_Alıştırma sorusu 1_.
Listede "Please mark where the kitten front" ifadesinin geçtiği satırdan listenin sonuna kadarki bölümü, iki uç da dahil olmak üzere, her satır bir dize olacak şekilde bir JSON listesine aktarır mısın? Boş satırları dahil etme.

Bu sabah Hürriyet'in Seyahat ekinde Sezer Aslan'ın röportajını okudum. Daha ilk cümlesinde heyecanlanmıştım çünkü Sezer 30 dolarla 4 şehir gezmekten bahsediyordu. Dersin ortasındaydık, çizim yapmam gerekiyordu ama ben gazeteyi elimden bırakamıyordum. Bırakmasına bıraktım ama çizim bitene kadar içim içimi yedi. Okudukça imrendim.Bir yandan kendi durumumu tarttım tabii ki. Tamam, bir miktar borcum var, çalışmak durumdayım. Kendi derslerim, verdiğim özel dersler, Greenpeace'teki çalışmalar...Özellikle şu sıralar zamanımı ve parayı kontrol etmekte zorlanıyorum. Ama bunlar engel olmamalı...Çünkü ben zaten birşeyleri kontrol etme fikrine bile dayanamıyorum. İnsan "özgür olmak" için var. Beni var eden etrafımı çevreleyen koşullar değil, tercihlerim. Geçmişe ve şimdiye baktığımda pekte iyi şeyler görmüyorsam değiştirilmesi gereken şeyler var demektir. Eh, bunun en güzel çözümü de biraz arınmak, biraz nefes almak, küçücükte olsa bir gezi belki...

_Alıştırma sorusu 2_.
Alıntıya göre Sezer Aslan kaç dolarla kaç şehir gezmekten bahsediyor?

_Çıkarılan liste_.
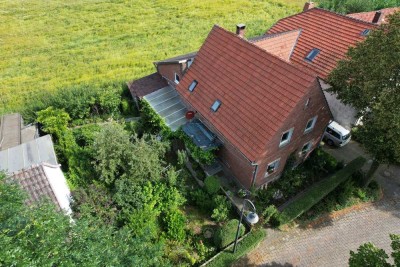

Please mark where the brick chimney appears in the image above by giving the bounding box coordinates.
[372,11,382,23]
[303,1,315,12]
[236,23,246,38]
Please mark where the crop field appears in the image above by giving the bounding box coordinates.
[0,0,305,114]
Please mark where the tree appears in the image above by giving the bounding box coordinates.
[93,123,169,186]
[328,12,400,184]
[318,0,400,14]
[349,234,400,267]
[0,174,169,266]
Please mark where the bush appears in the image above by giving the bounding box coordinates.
[261,205,278,223]
[190,189,213,211]
[214,219,245,249]
[204,176,221,195]
[211,196,232,222]
[163,209,186,242]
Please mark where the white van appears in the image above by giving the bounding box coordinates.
[324,121,351,147]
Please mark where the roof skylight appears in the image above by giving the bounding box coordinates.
[188,80,198,92]
[360,29,371,36]
[306,48,321,61]
[211,100,222,112]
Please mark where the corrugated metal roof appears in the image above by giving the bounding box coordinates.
[0,135,58,173]
[0,113,22,150]
[144,86,187,131]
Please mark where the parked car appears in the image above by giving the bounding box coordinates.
[324,121,351,147]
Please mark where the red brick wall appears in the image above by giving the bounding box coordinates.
[256,81,332,186]
[177,80,331,189]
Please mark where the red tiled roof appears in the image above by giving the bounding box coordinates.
[267,8,377,78]
[347,7,400,24]
[177,26,316,161]
[251,30,301,61]
[128,72,168,98]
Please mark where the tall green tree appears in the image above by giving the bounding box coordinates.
[93,123,169,186]
[328,12,400,183]
[0,174,169,266]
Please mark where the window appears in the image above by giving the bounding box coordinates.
[188,80,198,92]
[360,29,371,36]
[187,58,193,68]
[211,100,222,112]
[304,98,311,108]
[326,127,340,140]
[306,48,321,61]
[304,116,317,133]
[175,72,180,84]
[279,128,293,146]
[264,159,280,177]
[300,141,312,156]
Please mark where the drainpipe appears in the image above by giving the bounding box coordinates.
[251,162,258,187]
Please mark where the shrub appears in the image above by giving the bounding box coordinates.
[204,176,221,195]
[190,189,213,211]
[211,195,232,222]
[261,205,278,223]
[214,219,245,249]
[163,209,186,242]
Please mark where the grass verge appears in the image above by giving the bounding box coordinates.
[205,229,267,267]
[280,157,366,225]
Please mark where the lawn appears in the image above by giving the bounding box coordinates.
[0,0,305,114]
[282,157,365,224]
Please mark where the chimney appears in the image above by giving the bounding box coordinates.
[303,1,315,12]
[372,11,382,23]
[236,23,246,38]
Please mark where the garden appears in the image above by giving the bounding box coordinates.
[255,148,380,227]
[0,85,263,266]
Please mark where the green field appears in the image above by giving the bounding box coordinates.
[0,0,305,114]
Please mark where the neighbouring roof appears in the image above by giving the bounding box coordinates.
[0,135,58,173]
[143,85,187,131]
[249,30,301,61]
[347,7,400,24]
[177,26,316,161]
[0,113,38,151]
[128,72,168,98]
[154,51,197,65]
[10,163,71,214]
[267,8,377,79]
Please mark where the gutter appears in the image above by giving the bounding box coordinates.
[251,162,258,187]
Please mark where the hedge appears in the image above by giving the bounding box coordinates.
[205,229,267,267]
[280,157,366,225]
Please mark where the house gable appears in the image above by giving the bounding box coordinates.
[177,26,316,161]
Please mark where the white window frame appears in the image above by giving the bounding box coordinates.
[174,72,181,84]
[300,140,313,156]
[304,116,318,133]
[264,158,281,178]
[279,127,294,147]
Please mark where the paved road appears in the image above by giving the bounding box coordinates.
[234,143,400,267]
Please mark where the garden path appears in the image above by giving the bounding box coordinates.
[234,142,400,267]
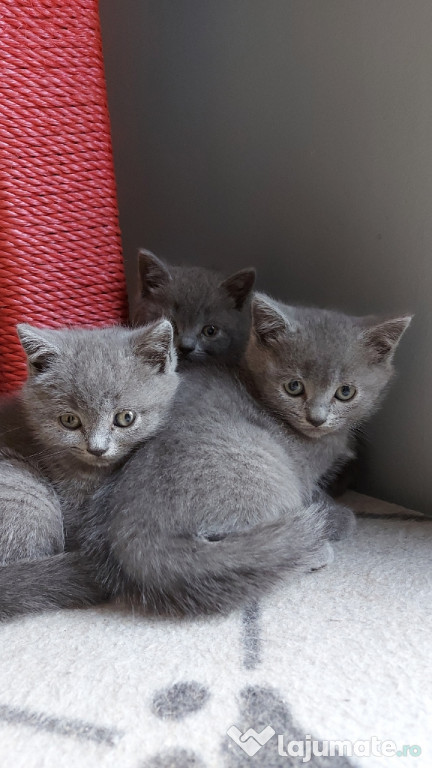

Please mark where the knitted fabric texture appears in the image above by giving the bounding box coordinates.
[0,0,127,393]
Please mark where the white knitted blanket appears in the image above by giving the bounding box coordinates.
[0,494,432,768]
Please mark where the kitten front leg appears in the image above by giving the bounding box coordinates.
[0,450,64,565]
[314,488,356,541]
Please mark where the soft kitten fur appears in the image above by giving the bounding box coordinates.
[131,249,255,364]
[241,294,411,496]
[0,296,409,617]
[0,321,177,562]
[0,449,64,565]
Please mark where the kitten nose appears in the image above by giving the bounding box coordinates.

_Alıştırma çözümü 1_.
[
  "Please mark where the kitten front leg appears in the image above by giving the bounding box coordinates.",
  "[0,450,64,565]",
  "[314,488,356,541]",
  "Please mark where the soft kitten fur appears in the image above by giving the bounding box coordinates.",
  "[131,249,255,364]",
  "[241,294,411,496]",
  "[0,296,409,617]",
  "[0,321,177,562]",
  "[0,449,64,565]",
  "Please mark where the kitten nose appears in the image above by giving the bounding box coordinates."
]

_Alıştırma çözümü 2_.
30 dolarla 4 şehir gezmekten bahsediyor.